TEXTAUSZUG:
+--
Nehmen Sie die Hilfsangebote anderer unbedingt an! Der Partner, die Großeltern, eine Freundin oder auch ein Babysitter können Sie bei der Kinderbetreuung ablösen und so wenigstens kurzzeitig für Ihre Entspannung und ein “Durchatmen“ sorgen.
Sind Sie vom andauernden Geschrei und Rumtragen des Babys erschöpft, ist es besser, das Baby für eine Zeit in sein Bettchen zu legen. Gehen Sie in einen anderen Raum und versuchen sie zu entspannen. Wenn Sie sich besser fühlen, können Sie sich mit frischer Kraft um ihr Kind kümmern.
Ein Schaukelstuhl kann sehr nützlich sein. Das Kind genießt die Nähe, Wärme und das gleichmäßige Schaukeln in den Armen der Mutter. Sie selbst können sich ebenfalls entspannen.
Ein Kind muss auch mal schreien dürfen, es entlastet sich dadurch.
Konzentrieren Sie sich nicht ausschließlich auf das Babygeschrei. Erledigen Sie Dinge, die auch wichtig für Sie sind: Aufräumen oder das Abendessen vorbereiten oder sich um die anderen Geschwister kümmern. Mit einem Tragetuch können Sie das Sinnvolle mit dem Nützlichen verbinden: Das Kind erlebt Wärme und rhythmische Bewegung, Sie können Notwendiges tun und die eigene Anspannung abbauen.
+--
BEREITGESTELLTE DATEN:
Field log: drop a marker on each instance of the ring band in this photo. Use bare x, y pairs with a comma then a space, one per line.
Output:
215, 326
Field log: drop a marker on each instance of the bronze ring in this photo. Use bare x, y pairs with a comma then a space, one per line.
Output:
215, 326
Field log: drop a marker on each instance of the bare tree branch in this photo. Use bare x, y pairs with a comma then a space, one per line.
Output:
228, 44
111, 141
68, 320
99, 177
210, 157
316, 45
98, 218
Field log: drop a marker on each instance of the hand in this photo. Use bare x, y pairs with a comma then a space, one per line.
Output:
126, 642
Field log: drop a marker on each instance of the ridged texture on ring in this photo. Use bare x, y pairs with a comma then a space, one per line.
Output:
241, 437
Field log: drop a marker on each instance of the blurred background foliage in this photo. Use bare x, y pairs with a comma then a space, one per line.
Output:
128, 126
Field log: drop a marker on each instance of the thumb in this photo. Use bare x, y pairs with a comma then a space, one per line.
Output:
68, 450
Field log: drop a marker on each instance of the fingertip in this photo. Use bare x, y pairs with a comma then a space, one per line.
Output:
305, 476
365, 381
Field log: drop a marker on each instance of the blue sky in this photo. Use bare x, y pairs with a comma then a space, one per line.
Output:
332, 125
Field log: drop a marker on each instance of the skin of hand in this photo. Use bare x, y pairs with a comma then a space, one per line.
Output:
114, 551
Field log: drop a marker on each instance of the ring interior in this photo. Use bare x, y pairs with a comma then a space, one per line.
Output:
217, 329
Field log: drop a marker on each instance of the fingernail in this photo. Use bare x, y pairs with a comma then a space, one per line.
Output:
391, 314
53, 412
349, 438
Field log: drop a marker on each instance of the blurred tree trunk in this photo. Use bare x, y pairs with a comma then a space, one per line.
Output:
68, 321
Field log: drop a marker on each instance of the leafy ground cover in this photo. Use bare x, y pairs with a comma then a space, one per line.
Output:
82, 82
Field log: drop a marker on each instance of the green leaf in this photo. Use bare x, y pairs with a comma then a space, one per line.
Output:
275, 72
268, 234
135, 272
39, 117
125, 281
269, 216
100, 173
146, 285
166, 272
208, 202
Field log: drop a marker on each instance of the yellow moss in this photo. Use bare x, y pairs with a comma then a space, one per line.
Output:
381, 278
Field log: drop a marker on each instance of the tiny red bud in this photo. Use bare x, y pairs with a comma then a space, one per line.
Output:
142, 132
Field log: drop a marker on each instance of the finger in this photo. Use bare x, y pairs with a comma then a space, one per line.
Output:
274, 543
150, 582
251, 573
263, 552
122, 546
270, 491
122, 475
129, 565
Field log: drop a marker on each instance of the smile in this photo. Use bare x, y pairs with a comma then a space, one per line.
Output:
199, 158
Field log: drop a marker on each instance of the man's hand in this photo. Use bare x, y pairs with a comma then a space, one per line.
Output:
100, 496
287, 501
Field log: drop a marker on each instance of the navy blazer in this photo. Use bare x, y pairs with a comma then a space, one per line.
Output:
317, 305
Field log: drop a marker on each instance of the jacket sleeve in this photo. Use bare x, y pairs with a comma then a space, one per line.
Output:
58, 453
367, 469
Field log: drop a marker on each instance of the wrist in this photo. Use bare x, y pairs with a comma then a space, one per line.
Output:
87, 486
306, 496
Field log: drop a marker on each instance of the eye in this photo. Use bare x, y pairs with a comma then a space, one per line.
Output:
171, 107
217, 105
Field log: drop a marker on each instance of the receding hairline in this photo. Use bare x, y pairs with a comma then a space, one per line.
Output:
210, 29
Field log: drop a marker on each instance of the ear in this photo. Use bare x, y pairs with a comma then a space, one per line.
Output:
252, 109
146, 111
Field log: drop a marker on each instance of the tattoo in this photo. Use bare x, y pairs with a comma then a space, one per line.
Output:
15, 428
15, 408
+--
ARBEITSAUFTRÄGE:
1. Schreiben Sie aus dem Text über schreiende Babys eine Passage ab: Beginnen Sie bei den Worten „Sind Sie vom“ und hören Sie nach „ihr Kind kümmern.“ auf.
2. Schreiben Sie den Text über schreiende Babys im Anschluss an seinen letzten Satz weiter.

LÖSUNGEN:
1.
Sind Sie vom andauernden Geschrei und Rumtragen des Babys erschöpft, ist es besser, das Baby für eine Zeit in sein Bettchen zu legen. Gehen Sie in einen anderen Raum und versuchen sie zu entspannen. Wenn Sie sich besser fühlen, können Sie sich mit frischer Kraft um ihr Kind kümmern.

2.
Weniger Reize, mehr Rituale
Die Anpassung des Kindes an die Außenwelt vollzieht sich schrittweise, bei einem Kind schneller, beim anderen langsamer. Vor einem Zuviel an Anregung und Anreizen müssen die Eltern ihr Kind schützen, vor allem in den ersten beiden Lebensmonaten. Ganz wichtig dafür ist ein geregelter Tagesablauf, der nach stets wiederkehrendem Muster verläuft.
Versuchen Sie, die Umwelt und das Leben des Kindes zu „vereinfachen“ und die Sinnesreize, denen es ausgesetzt ist, zu reduzieren.
Liebevolle Rituale, zum Beispiel beim ins Bett gehen oder beim Wickeln helfen bei der Gliederung des Tages. Beschäftigen Sie sich nicht nur noch mit Ihrem Kind, wenn es schreit. Nutzen Sie ausschließlich die ruhigen Phasen für ein spielerisches Miteinander. Lieber nur wenige Spielzeuge in unmittelbarer Reichweite des Kindes, auch am Kinderwagen, platzieren. Bewegungsrituale bieten sich auch bei der täglichen Körperpflege und bei verschiedenen Bewegung-und Krabbelspielen an. Ein Baby fühlt mit der ganzen Körperoberfläche und genießt es, wenn seine Körperteile in gleich bleibender Reihenfolge berührt werden.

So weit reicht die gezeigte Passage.